Copy out the following lines word for word, with no changes.

------ DATASET EXCERPTS ------

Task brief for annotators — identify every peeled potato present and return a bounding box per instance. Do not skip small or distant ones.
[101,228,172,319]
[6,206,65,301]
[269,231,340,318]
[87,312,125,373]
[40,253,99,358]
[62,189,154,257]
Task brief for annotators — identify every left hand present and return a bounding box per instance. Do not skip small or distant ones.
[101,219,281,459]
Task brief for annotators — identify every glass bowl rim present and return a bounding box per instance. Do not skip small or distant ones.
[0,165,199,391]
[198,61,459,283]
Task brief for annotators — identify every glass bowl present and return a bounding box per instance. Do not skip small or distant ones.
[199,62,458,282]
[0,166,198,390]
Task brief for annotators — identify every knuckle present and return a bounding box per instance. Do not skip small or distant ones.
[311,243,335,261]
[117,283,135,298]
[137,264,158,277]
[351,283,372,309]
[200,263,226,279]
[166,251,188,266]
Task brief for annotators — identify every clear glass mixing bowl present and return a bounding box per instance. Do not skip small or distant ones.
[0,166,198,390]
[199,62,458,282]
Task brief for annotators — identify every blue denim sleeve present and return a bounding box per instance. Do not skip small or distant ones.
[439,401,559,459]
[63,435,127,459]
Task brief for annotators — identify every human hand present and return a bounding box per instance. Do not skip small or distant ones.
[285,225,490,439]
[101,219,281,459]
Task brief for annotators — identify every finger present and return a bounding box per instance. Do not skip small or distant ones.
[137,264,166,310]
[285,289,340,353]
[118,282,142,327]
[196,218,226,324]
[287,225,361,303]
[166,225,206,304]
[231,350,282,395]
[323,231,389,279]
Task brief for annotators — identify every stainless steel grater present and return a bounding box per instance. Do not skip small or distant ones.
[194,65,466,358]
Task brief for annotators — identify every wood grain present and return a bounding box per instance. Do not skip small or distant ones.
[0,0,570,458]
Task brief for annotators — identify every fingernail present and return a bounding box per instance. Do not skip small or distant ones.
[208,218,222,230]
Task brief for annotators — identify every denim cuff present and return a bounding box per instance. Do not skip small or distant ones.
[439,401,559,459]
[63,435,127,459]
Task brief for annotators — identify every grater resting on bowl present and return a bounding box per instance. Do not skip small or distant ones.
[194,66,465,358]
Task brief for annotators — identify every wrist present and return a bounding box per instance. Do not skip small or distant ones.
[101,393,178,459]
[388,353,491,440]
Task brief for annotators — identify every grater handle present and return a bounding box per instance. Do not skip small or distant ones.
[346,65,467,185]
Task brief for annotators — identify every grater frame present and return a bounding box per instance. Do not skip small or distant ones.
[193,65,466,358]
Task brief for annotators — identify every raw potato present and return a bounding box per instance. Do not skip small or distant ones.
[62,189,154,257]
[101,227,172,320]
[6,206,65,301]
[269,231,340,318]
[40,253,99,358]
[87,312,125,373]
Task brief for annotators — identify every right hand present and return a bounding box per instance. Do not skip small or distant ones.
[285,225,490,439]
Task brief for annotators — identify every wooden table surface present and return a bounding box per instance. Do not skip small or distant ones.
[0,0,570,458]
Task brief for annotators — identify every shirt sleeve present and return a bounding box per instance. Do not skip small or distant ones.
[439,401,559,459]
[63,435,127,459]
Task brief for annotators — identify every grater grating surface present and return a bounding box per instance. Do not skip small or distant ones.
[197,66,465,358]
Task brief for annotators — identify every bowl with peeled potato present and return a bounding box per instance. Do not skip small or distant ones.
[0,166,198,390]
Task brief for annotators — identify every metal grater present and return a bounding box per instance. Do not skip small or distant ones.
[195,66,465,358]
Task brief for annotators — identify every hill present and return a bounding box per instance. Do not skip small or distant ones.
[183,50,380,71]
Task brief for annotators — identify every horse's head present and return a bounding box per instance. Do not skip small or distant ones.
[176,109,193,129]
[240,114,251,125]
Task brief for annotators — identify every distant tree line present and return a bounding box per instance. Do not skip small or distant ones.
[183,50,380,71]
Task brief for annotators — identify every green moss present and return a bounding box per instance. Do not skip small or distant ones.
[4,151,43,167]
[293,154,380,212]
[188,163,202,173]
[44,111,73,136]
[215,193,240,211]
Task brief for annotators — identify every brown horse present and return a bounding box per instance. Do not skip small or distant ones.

------

EXPECTED ANSWER:
Task brief for annotators — identify every peeled potato present and return a bounding box per instance. Do not skip small or distant ones.
[101,228,172,319]
[6,206,65,301]
[269,231,340,318]
[87,312,125,373]
[40,253,99,358]
[62,189,154,257]
Task brief for annotators — identify every left hand present and return a bounding box per instance. Do not skip small or distant ones.
[101,219,281,459]
Task brief for annotators — identify every glass bowl rim present and return a bounding box per instance. Do not skip small or distant ones.
[0,165,199,391]
[198,61,459,283]
Task brief for annotators — identify every glass bowl present and return a bounding box per instance. Do not skip small or distant ones.
[199,62,458,282]
[0,166,198,390]
Task brief for annotators — identify every knuckle present and return a bounding box per instance. Do not skip small or distant ones.
[311,243,335,261]
[117,283,135,298]
[137,264,158,277]
[351,283,372,309]
[200,263,226,279]
[166,251,188,266]
Task brief for annotators — identify every clear glass mixing bowl present and return a bounding box per instance. Do not skip small or distant ones.
[0,166,198,390]
[199,62,458,282]
Task brief for annotators — identify every blue denim sleeve present and return a bounding box per instance. Do not skip small or distant ones.
[439,401,559,459]
[63,435,127,459]
Task brief for annotators — identify every human hand present and return a bounding box per instance. Do not skip small or distant ones.
[285,225,490,439]
[101,219,281,459]
Task brief for annotators — identify every finger present and return a bounding box per instance. Do not skip small or distant ones.
[137,264,166,310]
[285,289,340,353]
[118,282,142,327]
[196,218,226,324]
[287,225,361,303]
[166,225,206,304]
[231,350,282,395]
[323,231,389,279]
Task brief for annotators — identify every stainless steel grater present and return a bounding box per instance. Do not skip small or distant ones.
[194,65,466,358]
Task brief for annotators — identify every wood grain present and return a bounding box per instance. Do not skip small or distant ones.
[0,0,570,458]
Task brief for annotators — identify every fingernail present and return a bounding box per instance. Do not skip small or distant ones.
[208,218,222,230]
Task brief for annotators — identify every denim cuff present and return a bounding box per instance. Do not skip small or distant ones.
[439,401,559,459]
[63,435,127,459]
Task brief for annotators — identify every grater resting on bowl present and return a bounding box per instance. Do not skip small or distant ones.
[194,66,465,358]
Task brief for annotators — identify every wrist present and return a bounding box per instance. Do not skip small or distant ones.
[101,393,178,459]
[388,353,491,440]
Task brief for annotators — identify every grater handle present and return a bounding box per instance. Do not skip small or distant ones.
[346,65,467,185]
Task brief for annotators — identify every grater frame present and return a bounding box per instance. Do not skip small or distant ones.
[193,65,466,358]
Task brief for annotators — identify every raw potato present and return a bounding box per instance. Do not skip small or distant ones.
[62,189,154,257]
[101,227,172,320]
[6,206,65,301]
[269,231,340,318]
[40,253,99,358]
[87,312,125,373]
Task brief for annotators — identify every right hand present and return a bounding box per instance. Do not skip small or distant ones.
[285,225,490,439]
Task brief for annotators — identify every wooden table surface present and return a bounding box per instance. Do not skip small or distant ones.
[0,0,570,458]
Task brief for annotators — identify every shirt sleeve present and return a bounding box per instance. Do not skip small or distant ones.
[439,401,559,459]
[63,435,127,459]
Task brief for annotators — identify every grater grating surface present and return a bounding box per instance. Do not skip small or distant ones.
[197,66,465,358]
Task brief for annotators — identify every bowl with peeled potato present and return a bounding box per instance. Do not skip small or distant ones.
[0,166,198,390]
Task brief for annotators — identify every metal grater present and return a bounding box per instance. Do not skip small or distant ones.
[195,66,465,358]
Task brief for annotators — identify every hill present and return a bounding box per instance. Do not skip small or distant ones.
[183,50,380,71]
Task brief for annotators — identify every horse's head present and return a bounding box per instance. Do not skip small or distant ones.
[176,109,193,129]
[240,114,251,125]
Task brief for annotators — identify every distant tree line present and return a bounding box per instance. Do not skip small or distant ones.
[183,50,380,71]
Task brief for annotators — identify every green moss present and return a bounding box per instance. Do not skip small or distant ones.
[4,151,43,167]
[293,154,380,212]
[188,163,202,173]
[44,111,73,136]
[215,193,240,211]
Task brief for annotators — identify every brown horse present and return a bounding box per instance. Do not skip small or distant ones.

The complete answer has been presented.